Records from a data source:
■ ■ ■ ■

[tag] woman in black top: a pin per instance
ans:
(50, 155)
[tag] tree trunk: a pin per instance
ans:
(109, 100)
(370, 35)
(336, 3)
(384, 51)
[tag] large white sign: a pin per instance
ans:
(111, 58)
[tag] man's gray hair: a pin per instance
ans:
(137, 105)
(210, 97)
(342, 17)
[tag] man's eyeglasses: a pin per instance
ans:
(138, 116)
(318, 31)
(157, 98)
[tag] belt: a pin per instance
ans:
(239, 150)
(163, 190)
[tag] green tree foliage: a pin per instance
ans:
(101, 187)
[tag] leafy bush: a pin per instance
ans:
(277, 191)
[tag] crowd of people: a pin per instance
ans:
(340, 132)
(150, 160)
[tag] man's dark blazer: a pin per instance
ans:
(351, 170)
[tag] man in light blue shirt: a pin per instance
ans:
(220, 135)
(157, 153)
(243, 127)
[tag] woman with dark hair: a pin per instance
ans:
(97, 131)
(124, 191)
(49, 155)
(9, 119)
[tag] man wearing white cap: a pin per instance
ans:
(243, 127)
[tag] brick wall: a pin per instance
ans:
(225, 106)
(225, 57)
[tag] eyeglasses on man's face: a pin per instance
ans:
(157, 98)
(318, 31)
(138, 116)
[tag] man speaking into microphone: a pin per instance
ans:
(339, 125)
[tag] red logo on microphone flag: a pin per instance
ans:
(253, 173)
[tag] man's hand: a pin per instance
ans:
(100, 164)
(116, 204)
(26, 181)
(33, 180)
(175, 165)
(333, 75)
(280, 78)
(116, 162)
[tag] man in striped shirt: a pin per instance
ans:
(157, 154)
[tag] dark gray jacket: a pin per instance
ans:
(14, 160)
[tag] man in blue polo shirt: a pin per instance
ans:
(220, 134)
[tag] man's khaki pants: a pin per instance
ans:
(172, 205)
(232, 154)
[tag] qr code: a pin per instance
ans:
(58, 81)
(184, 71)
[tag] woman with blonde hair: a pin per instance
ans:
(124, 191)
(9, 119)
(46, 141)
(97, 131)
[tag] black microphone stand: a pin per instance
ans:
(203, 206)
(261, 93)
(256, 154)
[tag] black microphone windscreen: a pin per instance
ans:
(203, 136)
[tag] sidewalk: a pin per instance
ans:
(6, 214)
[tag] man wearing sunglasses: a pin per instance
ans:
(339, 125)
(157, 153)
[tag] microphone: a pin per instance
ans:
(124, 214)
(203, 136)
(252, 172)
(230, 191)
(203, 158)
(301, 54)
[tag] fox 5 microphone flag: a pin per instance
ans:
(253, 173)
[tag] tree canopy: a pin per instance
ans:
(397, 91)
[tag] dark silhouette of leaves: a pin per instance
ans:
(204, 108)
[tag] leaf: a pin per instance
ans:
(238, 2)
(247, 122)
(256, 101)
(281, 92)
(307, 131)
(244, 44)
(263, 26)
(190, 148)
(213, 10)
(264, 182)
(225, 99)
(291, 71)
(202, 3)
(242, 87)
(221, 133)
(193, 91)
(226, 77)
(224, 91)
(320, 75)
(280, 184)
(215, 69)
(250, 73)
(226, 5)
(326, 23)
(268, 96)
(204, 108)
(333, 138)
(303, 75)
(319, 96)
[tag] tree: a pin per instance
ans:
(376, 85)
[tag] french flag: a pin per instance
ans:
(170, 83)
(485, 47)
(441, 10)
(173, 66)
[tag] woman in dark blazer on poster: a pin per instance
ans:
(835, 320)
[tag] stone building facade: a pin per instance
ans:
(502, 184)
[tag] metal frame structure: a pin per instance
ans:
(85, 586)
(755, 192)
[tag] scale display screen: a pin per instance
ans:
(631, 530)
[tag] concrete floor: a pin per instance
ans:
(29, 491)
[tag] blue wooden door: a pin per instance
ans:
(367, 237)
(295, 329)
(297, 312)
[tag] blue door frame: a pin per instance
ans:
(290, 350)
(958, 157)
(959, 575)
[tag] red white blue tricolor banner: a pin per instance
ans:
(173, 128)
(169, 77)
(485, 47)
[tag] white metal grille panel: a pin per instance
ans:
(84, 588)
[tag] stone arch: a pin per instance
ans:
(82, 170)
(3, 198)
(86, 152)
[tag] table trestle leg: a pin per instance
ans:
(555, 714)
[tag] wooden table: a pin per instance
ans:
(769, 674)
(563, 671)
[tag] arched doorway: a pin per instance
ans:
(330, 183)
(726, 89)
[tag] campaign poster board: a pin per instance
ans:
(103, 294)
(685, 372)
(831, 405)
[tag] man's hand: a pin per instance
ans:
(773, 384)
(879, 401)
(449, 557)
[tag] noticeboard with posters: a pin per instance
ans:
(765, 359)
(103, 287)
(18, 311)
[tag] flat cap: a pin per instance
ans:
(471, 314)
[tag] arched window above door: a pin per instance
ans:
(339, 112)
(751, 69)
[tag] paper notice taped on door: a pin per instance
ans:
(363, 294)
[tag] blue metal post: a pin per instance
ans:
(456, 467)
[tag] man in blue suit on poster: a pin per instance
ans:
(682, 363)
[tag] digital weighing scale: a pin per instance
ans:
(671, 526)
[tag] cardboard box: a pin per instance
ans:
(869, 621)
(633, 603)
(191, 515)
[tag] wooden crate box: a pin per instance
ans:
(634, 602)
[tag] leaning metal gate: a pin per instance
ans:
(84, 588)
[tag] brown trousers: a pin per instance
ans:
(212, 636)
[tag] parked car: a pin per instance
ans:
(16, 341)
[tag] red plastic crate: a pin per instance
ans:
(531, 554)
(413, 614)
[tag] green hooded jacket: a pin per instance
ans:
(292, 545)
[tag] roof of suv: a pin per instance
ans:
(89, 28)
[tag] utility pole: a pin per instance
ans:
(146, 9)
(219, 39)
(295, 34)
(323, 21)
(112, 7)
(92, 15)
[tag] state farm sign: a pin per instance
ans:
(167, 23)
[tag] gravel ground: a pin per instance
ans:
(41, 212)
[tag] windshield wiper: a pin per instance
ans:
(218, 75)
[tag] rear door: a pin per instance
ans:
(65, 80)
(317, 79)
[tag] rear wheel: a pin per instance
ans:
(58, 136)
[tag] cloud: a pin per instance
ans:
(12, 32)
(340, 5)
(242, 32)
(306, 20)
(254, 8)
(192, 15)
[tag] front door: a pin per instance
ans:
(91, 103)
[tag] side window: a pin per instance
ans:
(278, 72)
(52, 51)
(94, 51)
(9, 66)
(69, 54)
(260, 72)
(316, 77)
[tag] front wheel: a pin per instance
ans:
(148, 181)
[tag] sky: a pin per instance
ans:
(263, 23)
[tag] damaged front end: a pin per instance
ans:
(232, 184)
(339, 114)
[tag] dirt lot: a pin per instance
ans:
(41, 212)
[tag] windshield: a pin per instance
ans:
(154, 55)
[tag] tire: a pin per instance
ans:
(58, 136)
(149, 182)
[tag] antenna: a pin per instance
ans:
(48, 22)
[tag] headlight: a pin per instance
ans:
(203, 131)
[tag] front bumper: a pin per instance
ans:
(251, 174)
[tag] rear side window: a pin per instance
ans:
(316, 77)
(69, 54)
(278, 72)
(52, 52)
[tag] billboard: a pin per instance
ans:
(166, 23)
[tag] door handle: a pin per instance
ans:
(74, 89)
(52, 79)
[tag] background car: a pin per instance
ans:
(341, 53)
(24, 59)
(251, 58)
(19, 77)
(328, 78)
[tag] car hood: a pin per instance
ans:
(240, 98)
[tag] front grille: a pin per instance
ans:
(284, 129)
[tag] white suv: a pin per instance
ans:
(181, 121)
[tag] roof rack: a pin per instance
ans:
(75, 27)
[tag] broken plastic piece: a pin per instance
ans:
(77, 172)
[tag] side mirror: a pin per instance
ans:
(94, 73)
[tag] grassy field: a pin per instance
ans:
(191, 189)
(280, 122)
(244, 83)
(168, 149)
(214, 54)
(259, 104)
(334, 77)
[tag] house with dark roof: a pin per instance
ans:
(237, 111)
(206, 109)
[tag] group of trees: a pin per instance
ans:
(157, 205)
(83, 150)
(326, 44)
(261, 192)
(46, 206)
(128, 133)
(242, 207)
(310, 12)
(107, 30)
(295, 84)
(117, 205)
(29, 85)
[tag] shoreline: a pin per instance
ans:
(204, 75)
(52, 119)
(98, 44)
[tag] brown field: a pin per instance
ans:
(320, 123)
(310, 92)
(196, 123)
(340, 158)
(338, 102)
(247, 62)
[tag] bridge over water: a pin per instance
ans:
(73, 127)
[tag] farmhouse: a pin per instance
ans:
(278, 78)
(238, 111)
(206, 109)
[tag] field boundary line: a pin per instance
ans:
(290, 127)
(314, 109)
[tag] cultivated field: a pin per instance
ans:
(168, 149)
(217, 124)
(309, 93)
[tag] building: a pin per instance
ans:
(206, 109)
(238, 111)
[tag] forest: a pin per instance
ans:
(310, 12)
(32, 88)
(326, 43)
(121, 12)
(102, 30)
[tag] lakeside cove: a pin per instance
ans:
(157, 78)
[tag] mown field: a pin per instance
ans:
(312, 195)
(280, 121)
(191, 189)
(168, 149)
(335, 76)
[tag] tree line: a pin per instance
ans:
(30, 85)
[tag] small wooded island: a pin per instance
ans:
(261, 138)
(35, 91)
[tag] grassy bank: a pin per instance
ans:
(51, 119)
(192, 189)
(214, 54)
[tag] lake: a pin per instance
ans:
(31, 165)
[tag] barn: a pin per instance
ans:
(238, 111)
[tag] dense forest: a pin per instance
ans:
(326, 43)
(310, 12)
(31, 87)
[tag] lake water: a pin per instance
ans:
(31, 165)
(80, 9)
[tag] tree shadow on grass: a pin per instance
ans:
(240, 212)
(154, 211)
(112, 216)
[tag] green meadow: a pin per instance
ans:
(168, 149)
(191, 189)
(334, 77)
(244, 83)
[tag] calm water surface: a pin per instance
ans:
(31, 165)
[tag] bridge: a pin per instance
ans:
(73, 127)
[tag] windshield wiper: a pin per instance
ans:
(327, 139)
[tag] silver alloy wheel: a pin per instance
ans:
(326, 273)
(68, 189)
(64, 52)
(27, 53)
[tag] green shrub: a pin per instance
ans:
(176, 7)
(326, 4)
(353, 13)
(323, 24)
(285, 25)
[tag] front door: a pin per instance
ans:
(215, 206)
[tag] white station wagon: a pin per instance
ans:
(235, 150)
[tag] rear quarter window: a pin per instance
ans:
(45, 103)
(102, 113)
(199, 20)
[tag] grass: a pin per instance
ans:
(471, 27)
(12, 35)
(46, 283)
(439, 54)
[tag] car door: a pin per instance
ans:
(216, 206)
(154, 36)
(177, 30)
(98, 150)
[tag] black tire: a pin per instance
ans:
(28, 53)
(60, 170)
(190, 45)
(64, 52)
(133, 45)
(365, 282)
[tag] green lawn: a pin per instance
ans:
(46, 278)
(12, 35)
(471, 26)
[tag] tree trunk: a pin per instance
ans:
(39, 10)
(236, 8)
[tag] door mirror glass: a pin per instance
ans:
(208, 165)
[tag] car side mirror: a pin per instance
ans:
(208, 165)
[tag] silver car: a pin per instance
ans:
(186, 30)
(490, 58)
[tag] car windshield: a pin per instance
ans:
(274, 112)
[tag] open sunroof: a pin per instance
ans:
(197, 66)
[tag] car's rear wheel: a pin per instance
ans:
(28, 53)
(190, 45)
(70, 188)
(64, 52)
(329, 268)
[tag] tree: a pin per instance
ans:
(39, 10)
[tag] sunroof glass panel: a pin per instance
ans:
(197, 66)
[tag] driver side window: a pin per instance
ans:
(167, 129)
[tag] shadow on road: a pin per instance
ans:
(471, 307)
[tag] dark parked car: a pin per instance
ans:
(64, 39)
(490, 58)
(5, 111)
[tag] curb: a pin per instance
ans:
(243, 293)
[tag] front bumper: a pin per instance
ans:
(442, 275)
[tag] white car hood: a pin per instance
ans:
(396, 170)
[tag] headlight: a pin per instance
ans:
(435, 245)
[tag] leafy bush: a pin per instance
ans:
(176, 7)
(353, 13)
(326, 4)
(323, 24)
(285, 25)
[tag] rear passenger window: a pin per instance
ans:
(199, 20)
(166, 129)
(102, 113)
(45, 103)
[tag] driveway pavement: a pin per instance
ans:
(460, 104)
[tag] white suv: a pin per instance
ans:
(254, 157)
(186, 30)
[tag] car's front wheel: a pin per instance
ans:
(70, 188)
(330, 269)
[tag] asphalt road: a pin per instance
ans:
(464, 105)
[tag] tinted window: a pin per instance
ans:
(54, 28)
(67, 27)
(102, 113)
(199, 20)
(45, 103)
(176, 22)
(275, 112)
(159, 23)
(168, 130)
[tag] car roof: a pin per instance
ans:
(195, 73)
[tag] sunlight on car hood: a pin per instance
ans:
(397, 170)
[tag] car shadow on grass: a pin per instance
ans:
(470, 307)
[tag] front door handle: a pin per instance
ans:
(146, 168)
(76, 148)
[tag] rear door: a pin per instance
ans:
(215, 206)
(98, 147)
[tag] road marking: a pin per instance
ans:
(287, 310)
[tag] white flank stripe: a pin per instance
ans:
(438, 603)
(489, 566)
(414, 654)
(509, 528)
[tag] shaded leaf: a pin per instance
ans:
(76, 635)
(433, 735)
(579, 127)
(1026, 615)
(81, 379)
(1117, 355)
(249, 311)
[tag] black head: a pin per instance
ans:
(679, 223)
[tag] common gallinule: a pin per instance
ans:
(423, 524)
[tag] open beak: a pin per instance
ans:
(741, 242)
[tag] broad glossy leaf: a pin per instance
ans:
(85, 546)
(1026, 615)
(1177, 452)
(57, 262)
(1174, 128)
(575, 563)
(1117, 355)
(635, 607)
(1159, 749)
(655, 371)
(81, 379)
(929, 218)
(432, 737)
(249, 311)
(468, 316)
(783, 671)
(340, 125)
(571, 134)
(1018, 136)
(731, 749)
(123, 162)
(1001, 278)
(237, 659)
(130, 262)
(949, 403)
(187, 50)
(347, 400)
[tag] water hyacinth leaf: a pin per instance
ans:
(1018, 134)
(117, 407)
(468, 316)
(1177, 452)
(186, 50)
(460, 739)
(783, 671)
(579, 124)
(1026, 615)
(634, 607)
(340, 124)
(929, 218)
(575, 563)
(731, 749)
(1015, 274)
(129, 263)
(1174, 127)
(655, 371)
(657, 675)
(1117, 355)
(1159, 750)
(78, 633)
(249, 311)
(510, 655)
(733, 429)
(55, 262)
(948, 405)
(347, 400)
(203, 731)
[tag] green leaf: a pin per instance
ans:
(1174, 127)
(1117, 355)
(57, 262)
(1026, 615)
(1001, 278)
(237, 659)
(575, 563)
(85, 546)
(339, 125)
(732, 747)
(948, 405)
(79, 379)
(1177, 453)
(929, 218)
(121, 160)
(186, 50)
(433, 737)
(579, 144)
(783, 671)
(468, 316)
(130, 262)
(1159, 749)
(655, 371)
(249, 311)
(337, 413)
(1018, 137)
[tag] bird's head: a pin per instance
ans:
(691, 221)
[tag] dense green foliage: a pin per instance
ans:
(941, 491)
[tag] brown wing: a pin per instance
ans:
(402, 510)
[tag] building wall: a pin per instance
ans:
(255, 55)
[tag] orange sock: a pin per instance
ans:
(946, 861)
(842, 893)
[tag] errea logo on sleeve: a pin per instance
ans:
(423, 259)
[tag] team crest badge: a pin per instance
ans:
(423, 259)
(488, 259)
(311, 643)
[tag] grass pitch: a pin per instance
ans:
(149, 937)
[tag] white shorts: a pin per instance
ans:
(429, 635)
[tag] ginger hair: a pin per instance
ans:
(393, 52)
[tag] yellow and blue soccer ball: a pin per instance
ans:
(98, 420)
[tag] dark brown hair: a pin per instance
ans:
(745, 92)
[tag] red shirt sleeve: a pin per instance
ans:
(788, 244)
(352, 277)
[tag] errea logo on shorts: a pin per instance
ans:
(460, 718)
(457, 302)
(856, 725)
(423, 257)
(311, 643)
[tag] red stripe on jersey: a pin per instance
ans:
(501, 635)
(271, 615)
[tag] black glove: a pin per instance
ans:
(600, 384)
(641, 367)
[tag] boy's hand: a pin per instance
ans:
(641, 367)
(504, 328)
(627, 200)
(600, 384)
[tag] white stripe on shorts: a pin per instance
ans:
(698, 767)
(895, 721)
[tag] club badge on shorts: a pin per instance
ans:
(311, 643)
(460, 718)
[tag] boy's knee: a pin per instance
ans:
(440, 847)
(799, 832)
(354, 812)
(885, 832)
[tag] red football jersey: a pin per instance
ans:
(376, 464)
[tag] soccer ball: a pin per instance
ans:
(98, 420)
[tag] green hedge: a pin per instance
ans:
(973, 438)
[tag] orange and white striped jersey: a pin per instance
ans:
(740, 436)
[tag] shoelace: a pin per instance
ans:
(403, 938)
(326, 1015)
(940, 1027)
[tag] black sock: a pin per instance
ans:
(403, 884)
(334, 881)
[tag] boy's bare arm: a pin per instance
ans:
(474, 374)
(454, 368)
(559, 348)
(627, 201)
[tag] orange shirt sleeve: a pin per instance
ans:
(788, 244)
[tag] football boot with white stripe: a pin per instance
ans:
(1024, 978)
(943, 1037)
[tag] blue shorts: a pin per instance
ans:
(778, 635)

■ ■ ■ ■

To do: Of all the entries above, repeat only the lines from the line that has "[tag] car door: a pin per instance" to the line that has "[tag] shaded leaf: a pin per instance", both lines included, exactly.

Written solution:
[tag] car door: a pin per instance
ans:
(216, 206)
(154, 36)
(177, 30)
(98, 150)
[tag] black tire: a pin per instance
ans:
(28, 53)
(60, 170)
(190, 45)
(64, 52)
(133, 45)
(365, 282)
[tag] green lawn: a pin per instance
ans:
(46, 278)
(12, 35)
(471, 26)
[tag] tree trunk: a pin per instance
ans:
(39, 10)
(236, 8)
[tag] door mirror glass: a pin per instance
ans:
(208, 165)
[tag] car side mirror: a pin per instance
ans:
(208, 165)
[tag] silver car: a pin per instance
ans:
(186, 30)
(490, 58)
[tag] car windshield: a pin per instance
ans:
(274, 112)
[tag] open sunroof: a pin per instance
ans:
(197, 66)
[tag] car's rear wheel: a pin per instance
ans:
(28, 53)
(190, 45)
(70, 188)
(64, 52)
(329, 268)
[tag] tree: a pin per instance
ans:
(39, 10)
[tag] sunroof glass panel: a pin per instance
ans:
(197, 66)
[tag] driver side window: a pin per instance
ans:
(167, 129)
[tag] shadow on road: a pin per instance
ans:
(471, 307)
[tag] dark parked car: a pin per instance
ans:
(64, 39)
(490, 58)
(5, 111)
[tag] curb: a pin per instance
ans:
(243, 293)
[tag] front bumper: a pin per instance
ans:
(442, 275)
[tag] white car hood: a pin per instance
ans:
(396, 170)
[tag] headlight: a pin per instance
ans:
(435, 245)
[tag] leafy bush: a pin per instance
ans:
(176, 7)
(353, 13)
(326, 4)
(323, 24)
(285, 25)
[tag] rear passenger window: a pin per instance
ans:
(199, 20)
(166, 129)
(102, 113)
(45, 103)
[tag] driveway pavement: a pin per instance
ans:
(460, 104)
[tag] white suv: a pin per instance
ans:
(254, 157)
(186, 30)
[tag] car's front wheel: a pin per instance
ans:
(70, 188)
(330, 269)
[tag] asphalt road: a pin per instance
ans:
(464, 105)
[tag] tinted window: a pin per instance
ans:
(54, 28)
(67, 27)
(102, 113)
(199, 20)
(45, 103)
(176, 22)
(275, 112)
(159, 23)
(168, 130)
[tag] car roof: a pin per instance
ans:
(195, 73)
[tag] sunlight on car hood: a pin per instance
ans:
(397, 170)
[tag] car shadow on grass: a pin per instance
ans:
(470, 307)
[tag] front door handle: a pin per instance
ans:
(146, 168)
(76, 148)
[tag] rear door: a pin per instance
ans:
(215, 206)
(98, 147)
[tag] road marking: a pin per instance
ans:
(287, 310)
[tag] white flank stripe: a pin per instance
ans:
(438, 603)
(489, 566)
(414, 654)
(509, 528)
[tag] shaded leaf: a pin per instance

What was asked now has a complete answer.